A criticism of this metaphor is that Appadurai does not provide an objective account of the shape or topology of the spaces of these scapes in contrast to other models of interactions in our modern world, models which are frequently grounded on the empirical reality of the nation-state. This approach - the making of what is studied into a neat component before studying the relationships from and to it - is the modus operandi of many globalisation theories. “This epistomology which starts out with society as a given, consisting of so many closed, bounded entities…contained entities in interaction with an equally contained society [was] modelled on the state, with its clear boundaries vis-à-vis other entities.”14. Yet this is precisly where these models fall down - their functional and reductionist primacy of the nation-state ‘can not capture the increasing complexity of reality in their apparatus; that is, complex in relation to ealier assumptions.’15

Appadurai does not take the nation-state as a bounded entity for the (re)modeling of other entities, nor is he compressing the nation-state from above with trans-national actors as systems models do, nor from below with global actor agency networks, often modeled in New Social Movement studies.16 Yet the nation-state is not negated by Appadurai. He sees modernity as challenging the traditional ideas of nation states and of national identies. Nation states and national identies need to understand themselves in a new way, as a ‘node’ in a “complex transnational construction of imaginary landscapes.”17

Appadurai’s account of modernity is perspectival and highlights how circumstance means that any perspective is both refracted and partial. Nustad’s chapter in Eriksen’s Globalisation18 elaborates three perspectives on perspectival accounts of modernity. Firstly the distorting effects of speed and scale, a theme that Paul Virilio has examined at length19, can confuse association and causation. This is evident when considering the same event through micro and macro lenses, or from ‘the centre’ or ‘the periphery’: the distinction is really two perspectives on the same point. Secondly Nustad demonstrates that a network is local at all points, global by association and yet not universal. Nustad’s third point is that perspective can only ever be partial, creating uncertainty.

-- Extracted data --
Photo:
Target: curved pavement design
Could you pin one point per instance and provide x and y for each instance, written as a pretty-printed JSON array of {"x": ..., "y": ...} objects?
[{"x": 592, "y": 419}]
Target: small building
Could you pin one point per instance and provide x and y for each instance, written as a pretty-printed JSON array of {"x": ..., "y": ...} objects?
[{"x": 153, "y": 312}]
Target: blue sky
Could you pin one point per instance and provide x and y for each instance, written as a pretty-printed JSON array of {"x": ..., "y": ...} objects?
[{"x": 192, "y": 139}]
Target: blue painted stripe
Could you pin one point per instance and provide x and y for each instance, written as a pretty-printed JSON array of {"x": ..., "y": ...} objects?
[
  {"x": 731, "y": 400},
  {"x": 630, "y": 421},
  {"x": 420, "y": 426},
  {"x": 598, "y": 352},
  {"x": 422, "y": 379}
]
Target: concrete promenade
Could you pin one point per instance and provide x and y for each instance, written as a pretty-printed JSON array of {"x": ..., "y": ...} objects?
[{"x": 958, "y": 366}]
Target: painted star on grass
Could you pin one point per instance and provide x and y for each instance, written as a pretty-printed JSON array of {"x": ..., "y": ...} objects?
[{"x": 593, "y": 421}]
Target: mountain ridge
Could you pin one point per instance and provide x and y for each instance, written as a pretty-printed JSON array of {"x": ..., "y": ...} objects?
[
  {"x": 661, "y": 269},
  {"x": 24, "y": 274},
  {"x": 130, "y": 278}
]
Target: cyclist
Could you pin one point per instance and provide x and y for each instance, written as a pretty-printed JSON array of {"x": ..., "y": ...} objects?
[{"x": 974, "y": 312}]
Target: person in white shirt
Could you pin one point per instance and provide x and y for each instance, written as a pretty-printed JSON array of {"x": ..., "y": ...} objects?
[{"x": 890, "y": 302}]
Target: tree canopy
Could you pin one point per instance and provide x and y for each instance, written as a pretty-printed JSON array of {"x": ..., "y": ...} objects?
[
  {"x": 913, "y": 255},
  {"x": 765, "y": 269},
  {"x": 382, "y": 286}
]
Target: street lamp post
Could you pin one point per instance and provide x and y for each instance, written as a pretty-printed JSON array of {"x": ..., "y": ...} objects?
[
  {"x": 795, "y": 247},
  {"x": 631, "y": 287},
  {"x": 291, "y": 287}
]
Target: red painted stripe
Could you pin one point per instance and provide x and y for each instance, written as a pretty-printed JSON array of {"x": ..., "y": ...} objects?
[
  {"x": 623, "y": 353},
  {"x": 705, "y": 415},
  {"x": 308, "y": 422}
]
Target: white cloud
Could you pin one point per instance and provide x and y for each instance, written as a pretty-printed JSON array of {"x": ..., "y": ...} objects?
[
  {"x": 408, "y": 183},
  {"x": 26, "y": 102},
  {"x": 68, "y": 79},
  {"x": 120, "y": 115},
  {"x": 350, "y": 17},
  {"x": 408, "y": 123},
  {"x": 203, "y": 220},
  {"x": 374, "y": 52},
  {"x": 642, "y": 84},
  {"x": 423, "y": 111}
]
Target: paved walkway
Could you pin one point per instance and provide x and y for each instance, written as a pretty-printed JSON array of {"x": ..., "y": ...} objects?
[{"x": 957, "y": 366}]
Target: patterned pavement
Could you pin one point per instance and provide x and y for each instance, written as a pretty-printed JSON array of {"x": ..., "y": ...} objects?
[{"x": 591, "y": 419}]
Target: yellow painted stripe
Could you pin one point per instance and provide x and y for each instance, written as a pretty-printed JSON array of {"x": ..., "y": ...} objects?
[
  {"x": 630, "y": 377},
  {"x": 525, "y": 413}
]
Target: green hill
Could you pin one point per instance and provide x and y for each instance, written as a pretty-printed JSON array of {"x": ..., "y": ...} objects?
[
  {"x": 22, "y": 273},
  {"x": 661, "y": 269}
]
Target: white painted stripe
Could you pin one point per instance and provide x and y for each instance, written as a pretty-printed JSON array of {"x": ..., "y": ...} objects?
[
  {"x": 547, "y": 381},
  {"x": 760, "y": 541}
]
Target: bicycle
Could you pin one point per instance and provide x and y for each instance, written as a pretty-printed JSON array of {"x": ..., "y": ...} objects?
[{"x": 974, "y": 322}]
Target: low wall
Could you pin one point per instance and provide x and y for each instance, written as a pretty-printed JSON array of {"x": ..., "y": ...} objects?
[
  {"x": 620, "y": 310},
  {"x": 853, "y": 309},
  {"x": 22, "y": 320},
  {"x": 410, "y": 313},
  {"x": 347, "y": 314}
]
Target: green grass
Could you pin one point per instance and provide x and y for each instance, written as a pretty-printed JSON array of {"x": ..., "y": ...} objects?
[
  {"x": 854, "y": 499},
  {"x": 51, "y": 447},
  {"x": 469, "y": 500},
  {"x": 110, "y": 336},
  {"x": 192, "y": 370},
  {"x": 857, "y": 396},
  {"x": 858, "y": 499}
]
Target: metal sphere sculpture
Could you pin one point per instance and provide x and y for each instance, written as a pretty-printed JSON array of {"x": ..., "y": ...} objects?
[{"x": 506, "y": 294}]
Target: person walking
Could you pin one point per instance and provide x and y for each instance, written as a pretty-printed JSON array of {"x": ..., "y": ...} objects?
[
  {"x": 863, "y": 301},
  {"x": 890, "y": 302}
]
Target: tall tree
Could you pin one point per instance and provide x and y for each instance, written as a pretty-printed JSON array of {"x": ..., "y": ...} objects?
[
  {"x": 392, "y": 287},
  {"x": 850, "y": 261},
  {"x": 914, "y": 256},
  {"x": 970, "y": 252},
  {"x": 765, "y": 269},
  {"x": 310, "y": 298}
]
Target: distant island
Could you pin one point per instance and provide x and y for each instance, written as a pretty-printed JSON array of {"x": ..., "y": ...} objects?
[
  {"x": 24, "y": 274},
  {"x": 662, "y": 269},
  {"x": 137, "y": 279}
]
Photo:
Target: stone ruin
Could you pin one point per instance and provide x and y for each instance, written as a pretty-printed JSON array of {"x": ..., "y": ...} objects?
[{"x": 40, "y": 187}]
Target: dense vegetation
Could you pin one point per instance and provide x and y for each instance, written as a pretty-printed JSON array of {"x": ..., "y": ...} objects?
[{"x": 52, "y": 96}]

-- Your tasks --
1. In the passage on Appadurai:
(a) What are other models of interactions in the modern world frequently grounded on?
(b) As what must nation states and national identities understand themselves?
(c) Who has examined the distorting effects of speed and scale at length?
2. From the passage on Appadurai, extract the part that opens with the words containing "Appadurai’s account of" and closes with "partial, creating uncertainty.".
3. Which people does the passage on Appadurai name? List each one once.

-- Solved tasks --
1.
(a) The empirical reality of the nation-state.
(b) As a 'node' in a "complex transnational construction of imaginary landscapes."
(c) Paul Virilio.

2.
Appadurai’s account of modernity is perspectival and highlights how circumstance means that any perspective is both refracted and partial. Nustad’s chapter in Eriksen’s Globalisation18 elaborates three perspectives on perspectival accounts of modernity. Firstly the distorting effects of speed and scale, a theme that Paul Virilio has examined at length19, can confuse association and causation. This is evident when considering the same event through micro and macro lenses, or from ‘the centre’ or ‘the periphery’: the distinction is really two perspectives on the same point. Secondly Nustad demonstrates that a network is local at all points, global by association and yet not universal. Nustad’s third point is that perspective can only ever be partial, creating uncertainty.

3.
Appadurai
Nustad
Eriksen
Paul Virilio